* **WHAT TO DO**: The range runs from the line containing "the teal window" through the last line of the material below; retype it exactly, leaving out the pictures.

* **EXTRACTED ENTRIES**:
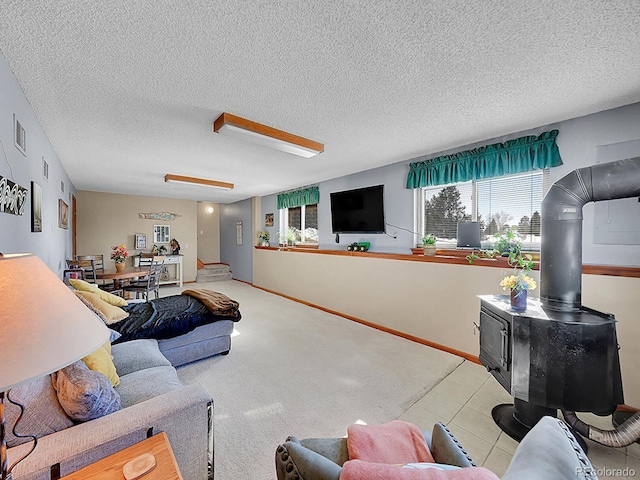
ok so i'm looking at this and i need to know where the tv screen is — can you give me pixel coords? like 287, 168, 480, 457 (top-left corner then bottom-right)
330, 185, 385, 234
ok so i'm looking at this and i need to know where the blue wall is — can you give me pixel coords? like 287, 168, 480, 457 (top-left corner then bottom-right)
219, 198, 253, 282
0, 52, 76, 274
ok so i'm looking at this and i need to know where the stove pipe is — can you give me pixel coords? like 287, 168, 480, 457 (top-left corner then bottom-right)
540, 157, 640, 312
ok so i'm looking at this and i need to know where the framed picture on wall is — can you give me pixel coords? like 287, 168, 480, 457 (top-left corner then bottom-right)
236, 221, 243, 245
265, 213, 274, 227
58, 199, 69, 229
135, 233, 147, 249
153, 225, 170, 243
31, 181, 42, 232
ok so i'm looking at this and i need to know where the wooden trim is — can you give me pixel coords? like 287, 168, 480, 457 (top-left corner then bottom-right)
213, 112, 324, 154
164, 173, 234, 190
255, 246, 640, 278
197, 258, 205, 270
249, 282, 480, 364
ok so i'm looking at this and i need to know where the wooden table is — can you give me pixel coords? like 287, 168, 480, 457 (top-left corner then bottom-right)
62, 432, 183, 479
96, 266, 150, 289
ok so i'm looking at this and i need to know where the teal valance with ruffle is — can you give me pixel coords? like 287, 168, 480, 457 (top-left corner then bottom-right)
277, 186, 319, 209
406, 130, 562, 189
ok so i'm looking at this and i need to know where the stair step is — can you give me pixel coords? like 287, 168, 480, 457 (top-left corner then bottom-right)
196, 271, 232, 283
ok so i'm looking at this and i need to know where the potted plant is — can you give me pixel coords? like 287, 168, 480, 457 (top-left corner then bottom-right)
110, 244, 129, 272
257, 230, 270, 246
492, 228, 522, 257
275, 227, 297, 248
500, 253, 536, 311
422, 234, 437, 256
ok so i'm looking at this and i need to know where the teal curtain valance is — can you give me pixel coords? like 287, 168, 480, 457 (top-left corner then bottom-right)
277, 186, 319, 209
406, 130, 562, 189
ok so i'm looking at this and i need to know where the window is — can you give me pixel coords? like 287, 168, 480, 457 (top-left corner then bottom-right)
282, 204, 318, 243
418, 170, 548, 250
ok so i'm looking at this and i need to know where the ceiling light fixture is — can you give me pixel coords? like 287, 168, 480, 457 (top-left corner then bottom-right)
213, 112, 323, 158
164, 174, 234, 189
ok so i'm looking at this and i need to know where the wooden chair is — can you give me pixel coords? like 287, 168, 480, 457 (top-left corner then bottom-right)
66, 259, 96, 283
122, 256, 165, 302
74, 254, 123, 297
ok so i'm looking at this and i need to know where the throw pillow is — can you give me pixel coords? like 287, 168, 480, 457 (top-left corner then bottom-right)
69, 278, 99, 292
52, 360, 121, 422
347, 420, 435, 464
70, 278, 127, 307
75, 291, 110, 323
82, 343, 120, 387
74, 290, 129, 325
342, 460, 500, 479
4, 375, 74, 447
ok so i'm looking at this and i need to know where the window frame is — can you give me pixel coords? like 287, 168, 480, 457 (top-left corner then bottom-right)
416, 169, 550, 251
280, 203, 319, 245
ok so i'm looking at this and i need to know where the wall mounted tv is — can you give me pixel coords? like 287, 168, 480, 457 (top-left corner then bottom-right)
330, 185, 385, 234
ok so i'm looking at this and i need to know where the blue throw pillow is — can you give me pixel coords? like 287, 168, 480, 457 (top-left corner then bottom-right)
108, 328, 121, 343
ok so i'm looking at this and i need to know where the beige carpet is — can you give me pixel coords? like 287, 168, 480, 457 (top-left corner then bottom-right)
171, 280, 464, 480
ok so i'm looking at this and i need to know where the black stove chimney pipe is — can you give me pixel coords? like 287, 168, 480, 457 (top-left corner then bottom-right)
541, 157, 640, 312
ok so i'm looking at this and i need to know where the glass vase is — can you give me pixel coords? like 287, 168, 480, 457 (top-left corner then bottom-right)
510, 288, 527, 311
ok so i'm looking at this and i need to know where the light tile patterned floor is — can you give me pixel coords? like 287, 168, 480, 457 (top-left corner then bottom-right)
398, 361, 638, 479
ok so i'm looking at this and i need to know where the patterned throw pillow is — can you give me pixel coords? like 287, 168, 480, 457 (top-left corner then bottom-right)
52, 361, 121, 422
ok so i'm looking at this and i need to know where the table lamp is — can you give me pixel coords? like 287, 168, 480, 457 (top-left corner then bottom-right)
0, 253, 109, 480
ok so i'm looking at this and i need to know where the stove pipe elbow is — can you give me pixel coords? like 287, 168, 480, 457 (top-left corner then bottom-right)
540, 157, 640, 312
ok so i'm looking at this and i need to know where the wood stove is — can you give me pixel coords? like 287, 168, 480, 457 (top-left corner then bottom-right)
479, 294, 623, 440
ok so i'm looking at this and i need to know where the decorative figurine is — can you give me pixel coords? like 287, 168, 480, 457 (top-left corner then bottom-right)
170, 238, 180, 255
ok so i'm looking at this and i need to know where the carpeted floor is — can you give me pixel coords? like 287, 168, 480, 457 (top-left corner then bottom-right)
169, 280, 464, 479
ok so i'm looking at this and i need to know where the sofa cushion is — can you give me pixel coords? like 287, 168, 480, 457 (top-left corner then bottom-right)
52, 361, 121, 422
116, 365, 183, 408
70, 279, 127, 306
111, 339, 172, 376
4, 375, 74, 447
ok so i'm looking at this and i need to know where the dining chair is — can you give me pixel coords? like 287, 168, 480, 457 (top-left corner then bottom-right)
65, 259, 96, 283
75, 254, 125, 296
122, 256, 165, 302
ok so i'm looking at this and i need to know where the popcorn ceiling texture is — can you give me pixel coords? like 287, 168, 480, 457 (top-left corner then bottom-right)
0, 1, 639, 202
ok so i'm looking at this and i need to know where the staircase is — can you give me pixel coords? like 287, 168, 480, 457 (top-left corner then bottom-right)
196, 263, 232, 283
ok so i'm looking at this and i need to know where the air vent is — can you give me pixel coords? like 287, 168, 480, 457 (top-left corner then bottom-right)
43, 157, 49, 180
14, 114, 26, 155
60, 180, 65, 193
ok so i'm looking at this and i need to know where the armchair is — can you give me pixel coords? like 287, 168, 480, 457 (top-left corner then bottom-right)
275, 417, 598, 480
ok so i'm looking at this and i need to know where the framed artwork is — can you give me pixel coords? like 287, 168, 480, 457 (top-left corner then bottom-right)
153, 225, 170, 243
236, 221, 243, 245
58, 199, 69, 229
135, 233, 147, 249
42, 157, 49, 181
31, 181, 42, 232
265, 213, 274, 227
0, 175, 28, 215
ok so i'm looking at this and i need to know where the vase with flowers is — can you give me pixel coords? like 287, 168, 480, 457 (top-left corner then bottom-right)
110, 244, 129, 272
500, 252, 536, 311
257, 230, 270, 247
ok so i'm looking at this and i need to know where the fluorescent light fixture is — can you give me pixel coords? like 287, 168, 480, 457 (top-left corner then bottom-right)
213, 112, 323, 158
165, 174, 234, 189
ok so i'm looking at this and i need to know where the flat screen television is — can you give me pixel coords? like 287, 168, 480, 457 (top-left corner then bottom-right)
330, 185, 385, 234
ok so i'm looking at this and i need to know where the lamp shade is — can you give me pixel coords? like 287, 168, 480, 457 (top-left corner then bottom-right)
0, 254, 109, 392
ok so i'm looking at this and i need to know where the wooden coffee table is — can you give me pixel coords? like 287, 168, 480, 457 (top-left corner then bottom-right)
62, 432, 183, 479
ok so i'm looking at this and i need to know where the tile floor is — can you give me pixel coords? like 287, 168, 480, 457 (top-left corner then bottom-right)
398, 360, 640, 479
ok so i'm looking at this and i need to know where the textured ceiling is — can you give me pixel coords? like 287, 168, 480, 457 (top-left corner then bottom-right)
1, 1, 639, 203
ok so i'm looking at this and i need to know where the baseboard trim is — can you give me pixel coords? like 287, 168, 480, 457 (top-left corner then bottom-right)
249, 283, 481, 364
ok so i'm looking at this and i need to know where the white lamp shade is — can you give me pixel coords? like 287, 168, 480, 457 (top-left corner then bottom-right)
0, 254, 109, 391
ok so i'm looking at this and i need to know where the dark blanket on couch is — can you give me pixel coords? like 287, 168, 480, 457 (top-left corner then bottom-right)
111, 293, 241, 343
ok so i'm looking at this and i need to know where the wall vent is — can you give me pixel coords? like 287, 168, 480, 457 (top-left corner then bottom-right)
14, 114, 26, 155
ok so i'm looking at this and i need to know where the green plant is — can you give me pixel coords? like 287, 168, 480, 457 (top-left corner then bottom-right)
501, 253, 536, 293
492, 228, 522, 257
257, 230, 270, 242
275, 227, 297, 246
422, 234, 436, 245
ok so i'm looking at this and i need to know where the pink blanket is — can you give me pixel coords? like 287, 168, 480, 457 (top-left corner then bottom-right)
346, 420, 435, 464
340, 460, 500, 480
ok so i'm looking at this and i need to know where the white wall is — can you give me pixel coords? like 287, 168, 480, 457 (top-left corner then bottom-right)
197, 202, 220, 263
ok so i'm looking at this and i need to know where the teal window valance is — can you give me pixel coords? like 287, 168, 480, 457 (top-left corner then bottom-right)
277, 186, 319, 209
406, 130, 562, 189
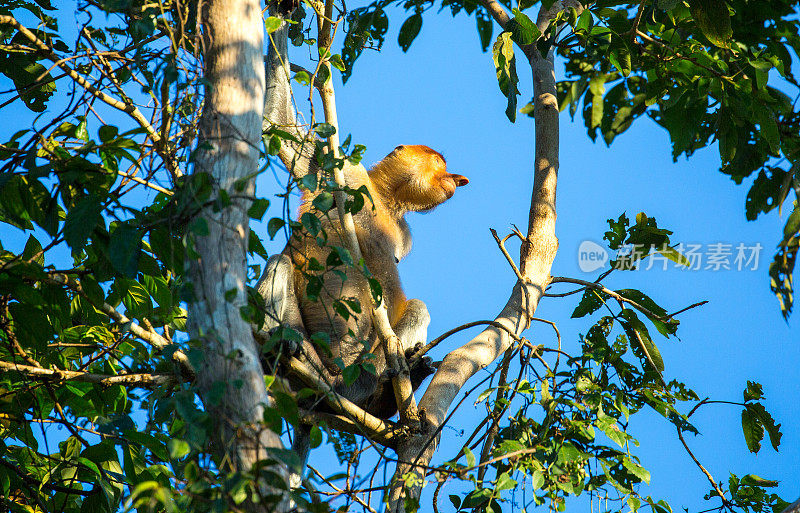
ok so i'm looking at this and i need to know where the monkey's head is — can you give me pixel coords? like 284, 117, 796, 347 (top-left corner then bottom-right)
371, 145, 469, 213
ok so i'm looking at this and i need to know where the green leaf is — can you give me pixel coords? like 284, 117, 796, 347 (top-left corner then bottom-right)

* **EXERCISE OUTPUT**:
ok so i'm looking at this and i need to know where the teal window valance is — can you give me pixel coords? like 287, 168, 480, 457 (top-left corner then bottom-right)
277, 186, 319, 209
406, 130, 562, 189
ok so i'm looking at this and i need to know where the monkey's head is — can you give me pixel coords? like 284, 117, 796, 347 (top-left corner then bottom-right)
371, 145, 469, 213
ok so i'm looking at this and i need to know where the green leaf is — can you give me pixel coords? like 284, 117, 796, 347 (top-left corner then bottom-right)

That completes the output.